文書の抜粋:

++++++++++

今回取り上げるグスタフ・クリムトはその運動の中心的存在でした。
世紀末という混迷な時代を生きた彼は伝統に立ち向かい、独自の作品を追求しました。
今回はそんなクリムトの生涯と、彼の作品についてまとめていきます。
クリムト:誕生~分離派以前
クリムトの活躍した時代は”世紀末ウィーン”とよく呼ばれます。
彼はまさに世紀末、19世紀の終わりから20世紀の初頭にかけて活躍した画家です。
彼は1862年にウィーン郊外のバウムガルテンに彫金師の子として生まれました。
奨学金を得て、14歳で工芸美術学校に入学します。
画像出展元:テレビ番組「アート・ステージ~画家たちの美の饗宴~」より
卒業後には、同じく画家の弟エルンストや友人のフランツ・マッチュと、壁画などの劇場の装飾を制作する仕事をはじめます。
画像出展元:テレビ番組「アート・ステージ~画家たちの美の饗宴~」より
当時のウィーンは都市開発の真っただ中で、「リング計画」と呼ばれる大通りが造られていました。
それに伴い、劇場の建設などインフラ設備も整えるため、芸術家には多くの仕事の場が与えられました。
クリムトはリング計画の一環で建てられたブルク劇場やウィーン美術史美術館の壁画を手掛けています。
またブルク劇場の天井画については、時の皇帝フランツ・ヨーゼフから勲章を与えられています。
《旧ブルク劇場の観客席》1888年
グスタフ・クリムト
ウィーン・ミュージアム
ウィーン市議会から依頼され制作した、こちらの《旧ブルク劇場の観客席》では、第一回の皇帝賞を受賞。
クリムトの名を世に知らしめる作品になりました。
《水蛇Ⅰ》
《水蛇Ⅰ》1904/1907年
グスタフ・クリムト
ベルヴェデーレ宮オーストリア絵画館蔵
絵画の制作にも力を入れ始めたクリムトが、その初期から取り上げたのが「女性の官能美」です。
こちらの《水蛇Ⅰ》は、女性の官能美、そして同性愛的傾向がよく表れています。
長い金髪の女性が恍惚の表情を浮かべています。
その胸にはこちらに背を向けている、同じ髪の色の女性が抱き寄せられています。
抱きあう二人の背後には、ウロコが特徴的な水蛇が泳ぎます。
また足元には金色の水草が漂っています。

++++++++++

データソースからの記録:
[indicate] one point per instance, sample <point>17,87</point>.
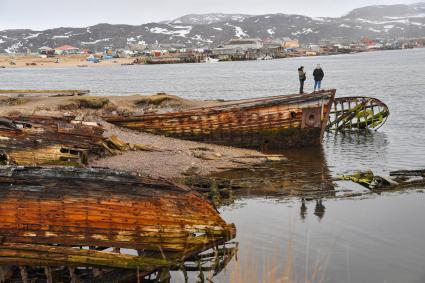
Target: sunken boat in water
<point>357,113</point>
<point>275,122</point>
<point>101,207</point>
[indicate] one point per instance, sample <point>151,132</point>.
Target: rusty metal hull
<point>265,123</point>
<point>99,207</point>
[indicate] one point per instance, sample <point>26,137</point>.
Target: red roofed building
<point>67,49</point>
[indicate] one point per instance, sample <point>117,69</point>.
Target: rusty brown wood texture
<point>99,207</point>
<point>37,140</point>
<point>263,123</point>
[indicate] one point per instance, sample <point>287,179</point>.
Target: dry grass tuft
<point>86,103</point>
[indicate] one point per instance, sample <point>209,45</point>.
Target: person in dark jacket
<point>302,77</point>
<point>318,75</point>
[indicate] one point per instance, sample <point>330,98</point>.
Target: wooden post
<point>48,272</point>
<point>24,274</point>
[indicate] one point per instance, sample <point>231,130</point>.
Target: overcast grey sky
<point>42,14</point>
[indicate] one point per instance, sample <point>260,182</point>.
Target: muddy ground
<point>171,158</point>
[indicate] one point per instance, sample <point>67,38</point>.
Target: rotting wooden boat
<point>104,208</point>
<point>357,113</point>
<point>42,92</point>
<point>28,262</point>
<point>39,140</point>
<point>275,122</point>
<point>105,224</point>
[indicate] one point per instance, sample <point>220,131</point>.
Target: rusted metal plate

++++++++++

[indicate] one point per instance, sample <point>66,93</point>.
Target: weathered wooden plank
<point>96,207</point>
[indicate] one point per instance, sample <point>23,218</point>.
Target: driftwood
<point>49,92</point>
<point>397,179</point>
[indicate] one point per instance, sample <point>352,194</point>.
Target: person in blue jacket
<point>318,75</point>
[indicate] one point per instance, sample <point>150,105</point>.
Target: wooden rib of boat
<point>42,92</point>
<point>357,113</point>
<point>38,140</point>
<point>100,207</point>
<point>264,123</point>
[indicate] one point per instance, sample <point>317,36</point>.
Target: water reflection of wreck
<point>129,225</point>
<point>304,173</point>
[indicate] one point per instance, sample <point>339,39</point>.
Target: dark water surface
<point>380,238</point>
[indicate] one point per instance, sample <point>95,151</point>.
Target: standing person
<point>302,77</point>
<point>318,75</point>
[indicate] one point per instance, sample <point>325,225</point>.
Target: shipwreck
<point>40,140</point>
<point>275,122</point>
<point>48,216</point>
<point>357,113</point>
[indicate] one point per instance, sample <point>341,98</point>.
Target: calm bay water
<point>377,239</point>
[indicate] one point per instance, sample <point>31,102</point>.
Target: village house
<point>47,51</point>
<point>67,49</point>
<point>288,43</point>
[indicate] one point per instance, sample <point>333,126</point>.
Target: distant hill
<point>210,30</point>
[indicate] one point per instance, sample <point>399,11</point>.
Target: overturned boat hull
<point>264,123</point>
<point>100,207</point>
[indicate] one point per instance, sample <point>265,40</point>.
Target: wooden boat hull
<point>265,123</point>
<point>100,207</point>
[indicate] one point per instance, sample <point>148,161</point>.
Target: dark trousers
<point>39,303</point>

++++++++++

課題の条件:
1: クリムトについての文章から、「今回はそんなクリムトの生涯と、彼の作品についてまとめていきます。」を含むところを起点に、「奨学金を得て、14歳で工芸美術学校に入学します。」までを一字一句違えずに書き写すこと。
2: クリムトについての文章に名前が登場する人物を、書かれている表記のまま残らず挙げよ。

課題別の結果:
1:
今回はそんなクリムトの生涯と、彼の作品についてまとめていきます。
クリムト:誕生~分離派以前
クリムトの活躍した時代は”世紀末ウィーン”とよく呼ばれます。
彼はまさに世紀末、19世紀の終わりから20世紀の初頭にかけて活躍した画家です。
彼は1862年にウィーン郊外のバウムガルテンに彫金師の子として生まれました。
奨学金を得て、14歳で工芸美術学校に入学します。

2:
グスタフ・クリムト
エルンスト
フランツ・マッチュ
フランツ・ヨーゼフ